* [GOAL OF THE EXERCISE]:
Answer these questions using the passage on misconstrued statements.
(a) What award has Andrew Sullivan instituted, according to the passage?
(b) What word is Bill Maher said to have used for people who fire cruise missiles?
(c) What is the Review now teeing off on?

* [PASSAGE SHOWN]:
begin

However, I would like to know: exactly how is it even possible to misconstrue "we should invade their countries, kill their leaders and convert them to Christianity"? Where is even the slightest bit of ambiguity in that sentence? For some reason, these days, pundits and commentators are awfully fond of saying something and then when people blow up at them, instead of saying, "Yeah, I said it, I meant it, and if you don't like it, them's the breaks," suddenly the world is misconstruing remarkably bald statements. Coulter didn't call for invasions, murders and forced conversions. Falwell didn't blame everyone he doesn't like for causing the attack. Andrew Sullivan didn't call Sontag and Moore and other liberals "fifth columnists". (And yet somehow he's instituted the "Sontag Award" for people who say things he virulently disagrees with. How reasoned of him. How mature. But I digress.) Bill Maher didn't mean to call people who fire cruise missiles "cowards". You wonder just how many more people will say that they didn't say what everyone thinks they said and if they did say what people say they said, they didn't mean it to be interpreted the way they said it. (Confusing, isn't it?)
A side note: the Review is now teeing off on a multicultural curriculum. Apparently, studying something in addition to the usual dead white guys made it possible for the terrorists to attack because it meant that we no longer understood our own culture ... You know, I just want to know what they're on, because, frankly, that's got to be some damn good drugs there, you know what I'm saying? It's made their logic circuits just completely cut loose.

end

Stored items from a collection:
begin

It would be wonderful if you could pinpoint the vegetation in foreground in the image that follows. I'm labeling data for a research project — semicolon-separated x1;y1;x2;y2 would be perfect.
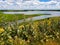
0;17;60;45
0;12;43;22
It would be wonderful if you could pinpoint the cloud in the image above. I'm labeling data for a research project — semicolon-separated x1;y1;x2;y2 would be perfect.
0;0;60;10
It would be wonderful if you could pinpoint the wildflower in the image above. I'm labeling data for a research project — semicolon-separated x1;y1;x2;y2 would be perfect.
0;28;4;33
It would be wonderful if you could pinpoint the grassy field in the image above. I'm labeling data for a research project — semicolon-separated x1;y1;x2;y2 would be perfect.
0;17;60;45
0;13;42;22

end

* [SOLVED EXERCISE]:
(a) The "Sontag Award"
(b) "Cowards"
(c) A multicultural curriculum